------ Extracted entries
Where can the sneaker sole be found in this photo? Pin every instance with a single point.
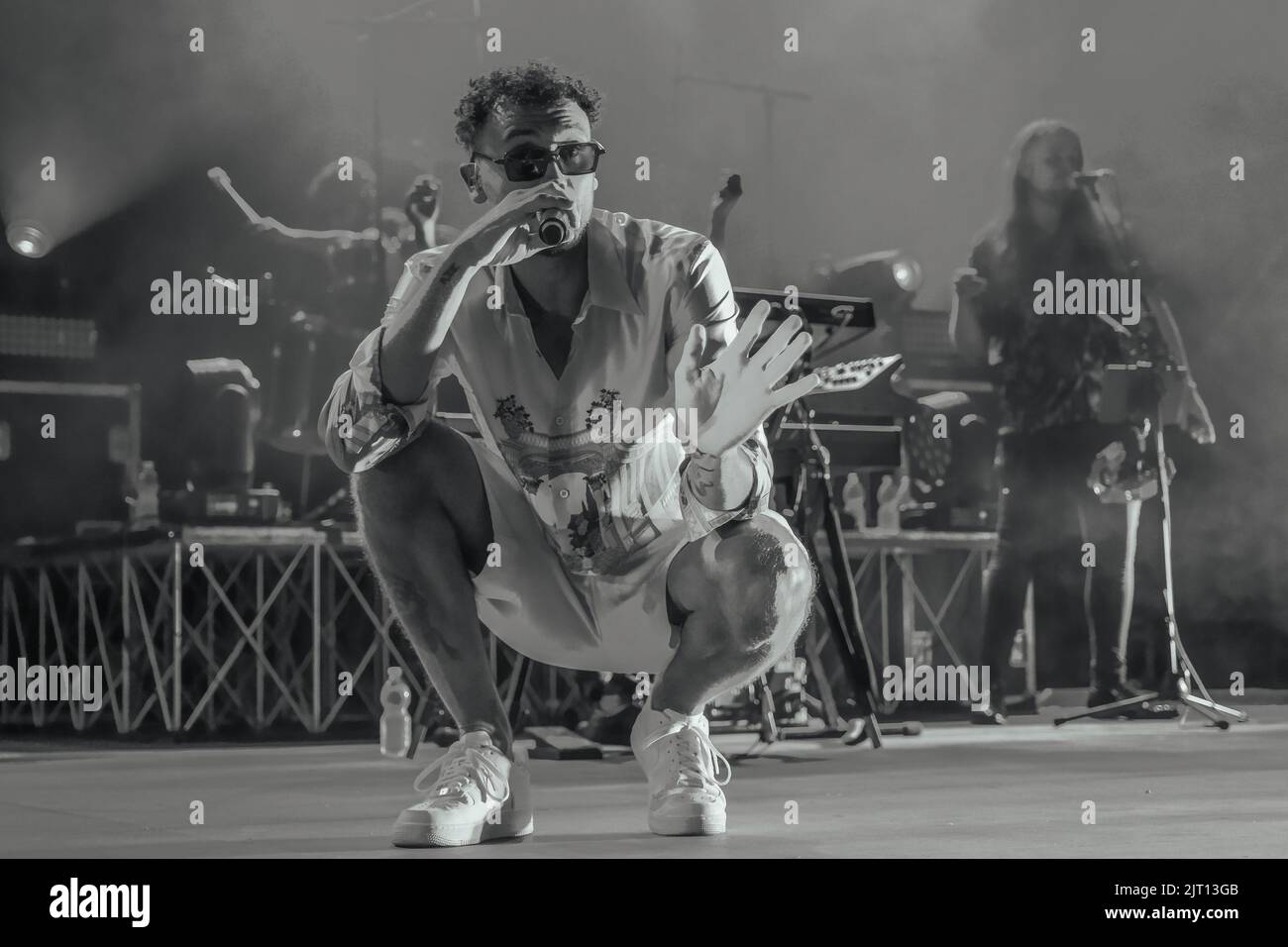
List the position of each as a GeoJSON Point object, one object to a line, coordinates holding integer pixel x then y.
{"type": "Point", "coordinates": [408, 834]}
{"type": "Point", "coordinates": [687, 825]}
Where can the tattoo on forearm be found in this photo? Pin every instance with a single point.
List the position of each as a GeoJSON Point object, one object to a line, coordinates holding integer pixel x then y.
{"type": "Point", "coordinates": [449, 273]}
{"type": "Point", "coordinates": [712, 480]}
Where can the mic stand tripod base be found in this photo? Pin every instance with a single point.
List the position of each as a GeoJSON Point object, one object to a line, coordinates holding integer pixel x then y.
{"type": "Point", "coordinates": [1183, 671]}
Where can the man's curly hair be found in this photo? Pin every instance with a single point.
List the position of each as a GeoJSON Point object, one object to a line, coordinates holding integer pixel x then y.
{"type": "Point", "coordinates": [532, 84]}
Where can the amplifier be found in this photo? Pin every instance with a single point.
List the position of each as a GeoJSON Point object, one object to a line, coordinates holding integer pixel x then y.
{"type": "Point", "coordinates": [261, 506]}
{"type": "Point", "coordinates": [68, 453]}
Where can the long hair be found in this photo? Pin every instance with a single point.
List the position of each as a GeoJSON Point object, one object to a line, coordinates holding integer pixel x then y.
{"type": "Point", "coordinates": [1020, 248]}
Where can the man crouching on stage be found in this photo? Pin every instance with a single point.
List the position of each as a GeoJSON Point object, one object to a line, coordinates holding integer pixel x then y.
{"type": "Point", "coordinates": [575, 545]}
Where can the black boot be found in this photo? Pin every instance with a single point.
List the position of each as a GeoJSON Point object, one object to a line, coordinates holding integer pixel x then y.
{"type": "Point", "coordinates": [1153, 709]}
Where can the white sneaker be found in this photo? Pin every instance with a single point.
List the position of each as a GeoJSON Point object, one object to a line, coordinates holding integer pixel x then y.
{"type": "Point", "coordinates": [683, 767]}
{"type": "Point", "coordinates": [480, 795]}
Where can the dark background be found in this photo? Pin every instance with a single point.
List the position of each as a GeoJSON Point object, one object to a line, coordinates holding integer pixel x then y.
{"type": "Point", "coordinates": [1176, 88]}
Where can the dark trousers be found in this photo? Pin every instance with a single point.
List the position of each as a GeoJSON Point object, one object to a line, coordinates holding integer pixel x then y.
{"type": "Point", "coordinates": [1046, 514]}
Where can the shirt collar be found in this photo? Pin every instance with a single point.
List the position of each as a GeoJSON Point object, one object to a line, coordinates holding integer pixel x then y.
{"type": "Point", "coordinates": [608, 289]}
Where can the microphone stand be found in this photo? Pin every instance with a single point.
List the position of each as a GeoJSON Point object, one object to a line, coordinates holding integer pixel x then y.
{"type": "Point", "coordinates": [1181, 673]}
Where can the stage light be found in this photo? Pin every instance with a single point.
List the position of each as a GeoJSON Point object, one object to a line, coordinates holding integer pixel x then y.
{"type": "Point", "coordinates": [27, 239]}
{"type": "Point", "coordinates": [888, 277]}
{"type": "Point", "coordinates": [907, 273]}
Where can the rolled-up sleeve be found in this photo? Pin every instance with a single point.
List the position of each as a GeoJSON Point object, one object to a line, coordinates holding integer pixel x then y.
{"type": "Point", "coordinates": [360, 424]}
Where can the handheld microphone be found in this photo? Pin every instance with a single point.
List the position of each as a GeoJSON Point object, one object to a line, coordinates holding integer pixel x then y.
{"type": "Point", "coordinates": [1093, 176]}
{"type": "Point", "coordinates": [552, 230]}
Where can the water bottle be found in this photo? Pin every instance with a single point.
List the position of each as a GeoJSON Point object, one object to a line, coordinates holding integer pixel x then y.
{"type": "Point", "coordinates": [395, 719]}
{"type": "Point", "coordinates": [147, 501]}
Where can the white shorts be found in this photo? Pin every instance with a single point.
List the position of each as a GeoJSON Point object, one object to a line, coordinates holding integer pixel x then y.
{"type": "Point", "coordinates": [619, 622]}
{"type": "Point", "coordinates": [528, 600]}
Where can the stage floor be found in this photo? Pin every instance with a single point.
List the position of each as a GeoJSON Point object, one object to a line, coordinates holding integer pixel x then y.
{"type": "Point", "coordinates": [954, 789]}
------------
Task
Repeat, word for word and with no pictures, only the lines running from the beginning of the data to the line that contains "Where can the amplifier".

Response area
Where can the sneaker sole be found in this photo? Pin every instance with a single point.
List the position of each as a GeoJSON Point object, one object to a line, coordinates holding integer pixel x then y.
{"type": "Point", "coordinates": [408, 834]}
{"type": "Point", "coordinates": [687, 825]}
Where can the tattoo on forearm be found in this photo? Pin every instance with a single point.
List the position of each as a GeoJSON Point object, one object to a line, coordinates holding integer pixel x then y.
{"type": "Point", "coordinates": [449, 273]}
{"type": "Point", "coordinates": [712, 480]}
Where can the mic stand tripod base be found in this photo? Pin every instance with a single point.
List the position of each as a GeoJSON Point object, one object to a line, coordinates holding integer pixel x then y.
{"type": "Point", "coordinates": [1183, 671]}
Where can the man's curly hair be found in this photo? Pin every instance with a single point.
List the position of each as a GeoJSON Point object, one object to a line, coordinates holding integer pixel x then y.
{"type": "Point", "coordinates": [532, 84]}
Where can the amplifier be found in this photo? Pin every instance with a single point.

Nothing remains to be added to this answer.